(Data shown):

+ + +

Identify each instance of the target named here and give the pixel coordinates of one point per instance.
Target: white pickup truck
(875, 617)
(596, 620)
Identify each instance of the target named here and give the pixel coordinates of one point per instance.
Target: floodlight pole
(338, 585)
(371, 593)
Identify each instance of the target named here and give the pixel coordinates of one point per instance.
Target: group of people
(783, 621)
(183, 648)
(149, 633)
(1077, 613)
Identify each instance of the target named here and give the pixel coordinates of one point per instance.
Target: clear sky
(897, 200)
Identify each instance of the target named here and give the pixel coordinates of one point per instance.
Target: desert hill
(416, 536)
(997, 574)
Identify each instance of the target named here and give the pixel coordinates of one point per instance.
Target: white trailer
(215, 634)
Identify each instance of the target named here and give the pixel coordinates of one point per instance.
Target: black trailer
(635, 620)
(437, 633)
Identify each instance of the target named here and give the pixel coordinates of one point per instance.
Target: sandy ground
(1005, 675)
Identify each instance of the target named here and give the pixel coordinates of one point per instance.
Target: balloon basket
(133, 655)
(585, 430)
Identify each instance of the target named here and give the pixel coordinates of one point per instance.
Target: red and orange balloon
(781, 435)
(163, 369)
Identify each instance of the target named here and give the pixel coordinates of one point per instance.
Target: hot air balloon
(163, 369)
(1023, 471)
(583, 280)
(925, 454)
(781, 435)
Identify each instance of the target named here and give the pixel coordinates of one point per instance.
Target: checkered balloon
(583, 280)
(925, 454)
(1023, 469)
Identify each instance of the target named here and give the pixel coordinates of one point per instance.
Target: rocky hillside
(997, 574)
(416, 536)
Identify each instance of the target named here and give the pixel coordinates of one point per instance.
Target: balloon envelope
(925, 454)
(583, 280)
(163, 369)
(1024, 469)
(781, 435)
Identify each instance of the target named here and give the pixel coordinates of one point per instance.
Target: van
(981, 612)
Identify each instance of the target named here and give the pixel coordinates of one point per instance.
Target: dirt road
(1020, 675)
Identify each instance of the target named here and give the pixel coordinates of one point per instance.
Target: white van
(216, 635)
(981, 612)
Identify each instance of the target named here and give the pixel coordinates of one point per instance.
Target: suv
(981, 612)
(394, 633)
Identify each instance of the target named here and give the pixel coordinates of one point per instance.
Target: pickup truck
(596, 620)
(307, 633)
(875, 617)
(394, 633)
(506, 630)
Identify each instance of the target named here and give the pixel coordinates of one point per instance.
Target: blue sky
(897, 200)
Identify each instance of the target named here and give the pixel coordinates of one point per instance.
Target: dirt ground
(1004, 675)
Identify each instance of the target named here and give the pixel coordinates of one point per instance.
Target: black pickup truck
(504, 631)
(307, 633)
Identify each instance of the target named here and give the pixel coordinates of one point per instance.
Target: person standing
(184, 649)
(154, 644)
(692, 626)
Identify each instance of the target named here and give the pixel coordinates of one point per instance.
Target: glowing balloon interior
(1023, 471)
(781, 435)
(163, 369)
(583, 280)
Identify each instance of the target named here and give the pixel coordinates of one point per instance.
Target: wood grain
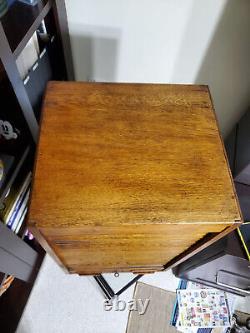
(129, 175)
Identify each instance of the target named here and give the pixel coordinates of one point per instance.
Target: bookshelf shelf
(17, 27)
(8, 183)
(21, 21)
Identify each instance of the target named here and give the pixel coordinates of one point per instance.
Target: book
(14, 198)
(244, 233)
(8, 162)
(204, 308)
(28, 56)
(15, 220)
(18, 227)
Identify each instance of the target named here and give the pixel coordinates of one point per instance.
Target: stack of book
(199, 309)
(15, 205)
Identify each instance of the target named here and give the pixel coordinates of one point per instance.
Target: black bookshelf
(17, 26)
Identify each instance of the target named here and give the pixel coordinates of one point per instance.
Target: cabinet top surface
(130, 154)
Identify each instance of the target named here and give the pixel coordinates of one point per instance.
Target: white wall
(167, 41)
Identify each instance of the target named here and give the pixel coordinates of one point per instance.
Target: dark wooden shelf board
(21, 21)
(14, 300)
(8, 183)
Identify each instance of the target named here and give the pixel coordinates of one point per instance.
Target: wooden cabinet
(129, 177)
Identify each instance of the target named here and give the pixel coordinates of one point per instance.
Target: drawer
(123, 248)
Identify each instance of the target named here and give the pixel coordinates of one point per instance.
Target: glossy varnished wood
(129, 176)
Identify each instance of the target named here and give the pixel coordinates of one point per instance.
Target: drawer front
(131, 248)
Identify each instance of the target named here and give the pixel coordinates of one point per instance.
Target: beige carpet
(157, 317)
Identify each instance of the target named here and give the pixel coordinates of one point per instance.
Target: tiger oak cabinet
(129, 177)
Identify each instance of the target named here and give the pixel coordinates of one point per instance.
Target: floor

+ + +

(Exercise description):
Copy every entry word for word, but omit the pictures.

(Response to the task):
Identify each instance of the target named here and give the pixel coordinates of one point per instance.
Target: white pickup truck
(875, 617)
(596, 620)
Identify each instance of the target named here and give the pixel coordinates of one point per instance.
Target: floodlight pole
(338, 585)
(371, 593)
Identify each instance of the target named here and give the pixel coordinates of one point per instance.
Target: group of people
(783, 621)
(183, 648)
(149, 633)
(1077, 613)
Identify each instance of the target named here and give the pixel coordinates of one point per instance.
Target: clear sky
(897, 200)
Identify each instance of the target named here and give the pixel coordinates of one point per instance.
Target: desert hill
(416, 536)
(997, 574)
Identify each instance of the target named here and give the pixel coordinates of one point per instance.
Target: white trailer
(215, 634)
Identify each instance of the target named here and give the pixel coordinates of one point per instance.
Target: black trailer
(635, 620)
(437, 633)
Identify each instance of the target named here and give the pixel coordinates of one point per instance.
Target: sandy ground
(1005, 675)
Identify each instance of the target named here and give the pixel coordinates of one point per instance.
Target: balloon basket
(133, 655)
(585, 430)
Identify each instance of the target named here and give the pixel coordinates of one point per instance.
Target: red and orange balloon
(781, 435)
(163, 369)
Identify each instance of the target named here and give the pixel coordinates of one point per instance.
Target: hot air balloon
(163, 369)
(1023, 471)
(583, 280)
(925, 454)
(781, 435)
Identify each instance of the target named here and give the pixel coordinates of one point per instance.
Target: checkered balloon
(583, 280)
(925, 454)
(1023, 469)
Identify each instance of the target named here and give the pixel coordinates of one point per instance.
Target: rocky hillside
(997, 574)
(416, 536)
Identify each instance of the target named here and give the pixel coordinates of one point per instance.
Target: balloon envelope
(925, 454)
(583, 280)
(163, 369)
(1024, 469)
(781, 435)
Identify each instance of the target named here and give the pixel coordinates of one point per instance.
Target: van
(981, 612)
Identify each instance of the target named here and give the pixel coordinates of one point per instance.
Target: dirt road
(1020, 675)
Identify each instance of the target named here and give the pixel coordinates of one point per instance.
Target: white van
(216, 635)
(981, 612)
Identify each instance of the target named here and give the pixel coordinates of one point per instance.
Target: suv
(981, 612)
(394, 633)
Identify each instance of the target named here and give the pixel coordinates of one point per instance.
Target: pickup truck
(596, 620)
(307, 633)
(875, 617)
(394, 633)
(506, 630)
Identify each instance of the target named here and give the pixel coordinates of one point per instance.
Target: blue sky
(897, 200)
Identify each instance of the target named here and give the pixel coordinates of one point per instance.
Target: dirt ground
(1004, 675)
Identify each instance of the target named here and give the pixel coordinates of one point per instance.
Target: black pickup truck
(504, 631)
(307, 633)
Identify each instance of the target named here and give the pixel coordinates of one point per instance.
Target: person standing
(184, 649)
(154, 644)
(692, 626)
Identify each instance of the target named here and give the pixel coordinates of one point per instance.
Target: glowing balloon interior
(1023, 471)
(781, 435)
(163, 369)
(583, 280)
Identify each instance of the target named here and give the pixel coordinates of one point per instance.
Target: wood grain
(129, 175)
Identify each instance of the target named here and give the pixel coordinates of one point per instance.
Target: bookshelf shelf
(17, 27)
(8, 183)
(21, 21)
Identify each instance of the target named here and give the pixel coordinates of one point per instance.
Target: book
(14, 198)
(244, 233)
(8, 162)
(204, 308)
(28, 56)
(15, 220)
(18, 227)
Identify each instance of the target named here and give the pixel coordinates of one point per instance.
Target: stack of book
(199, 309)
(15, 205)
Identify each instance of the target named here and give the pixel coordinates of one point per instance.
Target: black bookshelf
(17, 26)
Identify each instance of the target named here and give the pixel coordinates of one point per instance.
Target: cabinet top surface
(130, 154)
Identify each instance of the target named here and give the pixel coordinates of one point per instance.
Target: white wall
(167, 41)
Identify each instance of the target named here and give the pixel coordinates of one point per instance.
Target: dark wooden shelf board
(21, 21)
(14, 300)
(8, 183)
Identify each instance of the target named here and give the pixel coordinates of one point per instance.
Target: wooden cabinet
(129, 177)
Identify each instance of the target named here and give the pixel coordinates of one point per instance.
Target: drawer
(123, 248)
Identify each instance of the target named here and give the pixel coordinates of one point per instance.
Target: glossy varnished wood
(129, 176)
Identify each instance of the target named here and give the pixel coordinates of one point per instance.
Target: drawer front
(131, 248)
Identify each instance of the target named here and give the pixel coordinates of one point per instance.
Target: beige carpet
(157, 317)
Identify each instance of the target named here and give the pixel coordinates of one point per instance.
Target: tiger oak cabinet
(129, 177)
Identify each instance of the target named here and give the pixel coordinates of one point per instance.
Target: floor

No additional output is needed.